[PASSAGE FOR REVIEW]

LLM Agent

Overview

The Copilot agent (src/qdash/api/lib/copilot_agent.py) uses the OpenAI SDK directly (not Pydantic AI) to interact with LLMs. It supports two API paths:

OpenAI Responses API (default) -- Used for OpenAI models (e.g., gpt-4.1). Supports tool calling, structured JSON output, and multimodal input.
Chat Completions API (fallback) -- Used for Ollama models that don't support the Responses API. No tool calling support.

Tool Definitions

The agent has access to 17 tools defined in AGENT_TOOLS:

Tool	Description
`get_qubit_params`	Get current calibrated parameters for a qubit
`get_latest_task_result`	Get the latest result for a specific calibration task
`get_task_history`	Get recent historical results for a calibration task
`get_parameter_timeseries`	Get time series data for a single qubit
`execute_python_analysis`	Execute Python code in a sandboxed environment (data store auto-injected)
`get_chip_summary`	Get summary of all qubits on a chip with statistics (stored tool)

[/PASSAGE FOR REVIEW]
[DATA]

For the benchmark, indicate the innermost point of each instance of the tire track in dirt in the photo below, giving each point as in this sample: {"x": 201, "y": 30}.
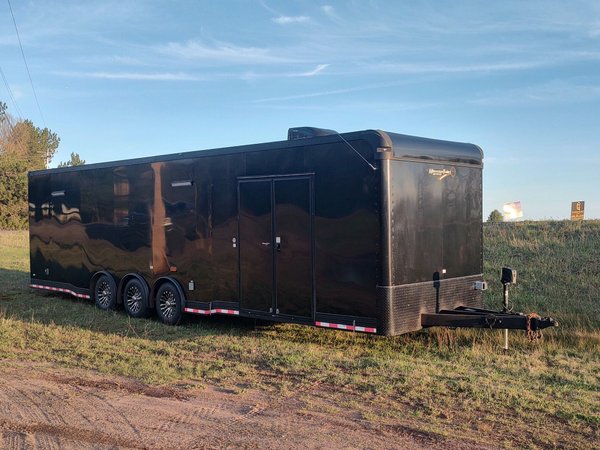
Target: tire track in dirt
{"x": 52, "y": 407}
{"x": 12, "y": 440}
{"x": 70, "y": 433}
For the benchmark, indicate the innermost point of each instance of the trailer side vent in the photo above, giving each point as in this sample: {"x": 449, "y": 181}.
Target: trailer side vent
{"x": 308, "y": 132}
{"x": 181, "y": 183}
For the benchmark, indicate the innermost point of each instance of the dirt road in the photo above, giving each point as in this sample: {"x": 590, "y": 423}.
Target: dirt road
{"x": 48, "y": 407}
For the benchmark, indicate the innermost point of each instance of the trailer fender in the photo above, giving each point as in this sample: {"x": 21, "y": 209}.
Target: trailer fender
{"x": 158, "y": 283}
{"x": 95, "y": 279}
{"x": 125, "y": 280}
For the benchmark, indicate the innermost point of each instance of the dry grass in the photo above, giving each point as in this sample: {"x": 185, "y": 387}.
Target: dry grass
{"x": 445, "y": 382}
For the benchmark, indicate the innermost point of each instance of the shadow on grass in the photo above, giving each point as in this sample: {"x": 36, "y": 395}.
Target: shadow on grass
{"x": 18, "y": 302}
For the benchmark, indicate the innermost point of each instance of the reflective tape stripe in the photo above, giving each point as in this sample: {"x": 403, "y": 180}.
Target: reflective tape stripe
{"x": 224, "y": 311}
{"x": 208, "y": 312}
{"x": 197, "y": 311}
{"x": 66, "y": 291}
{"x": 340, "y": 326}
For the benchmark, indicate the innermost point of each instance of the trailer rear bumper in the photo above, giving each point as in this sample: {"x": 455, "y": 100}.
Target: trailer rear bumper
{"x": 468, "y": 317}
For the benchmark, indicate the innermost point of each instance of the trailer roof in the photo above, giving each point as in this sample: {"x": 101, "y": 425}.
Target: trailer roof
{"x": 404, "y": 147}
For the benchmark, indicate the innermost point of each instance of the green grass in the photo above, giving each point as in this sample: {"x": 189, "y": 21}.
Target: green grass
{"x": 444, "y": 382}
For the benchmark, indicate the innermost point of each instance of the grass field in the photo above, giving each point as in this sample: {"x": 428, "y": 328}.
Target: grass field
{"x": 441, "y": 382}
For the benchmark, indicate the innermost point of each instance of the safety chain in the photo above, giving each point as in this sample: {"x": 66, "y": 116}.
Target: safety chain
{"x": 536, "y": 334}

[/DATA]

#### [PROMPT]
Can you reproduce the LLM Agent page above in full, word for word?

#### [EXERCISE SOLUTION]
LLM Agent

Overview

The Copilot agent (src/qdash/api/lib/copilot_agent.py) uses the OpenAI SDK directly (not Pydantic AI) to interact with LLMs. It supports two API paths:

OpenAI Responses API (default) -- Used for OpenAI models (e.g., gpt-4.1). Supports tool calling, structured JSON output, and multimodal input.
Chat Completions API (fallback) -- Used for Ollama models that don't support the Responses API. No tool calling support.

Tool Definitions

The agent has access to 17 tools defined in AGENT_TOOLS:

Tool	Description
`get_qubit_params`	Get current calibrated parameters for a qubit
`get_latest_task_result`	Get the latest result for a specific calibration task
`get_task_history`	Get recent historical results for a calibration task
`get_parameter_timeseries`	Get time series data for a single qubit
`execute_python_analysis`	Execute Python code in a sandboxed environment (data store auto-injected)
`get_chip_summary`	Get summary of all qubits on a chip with statistics (stored tool)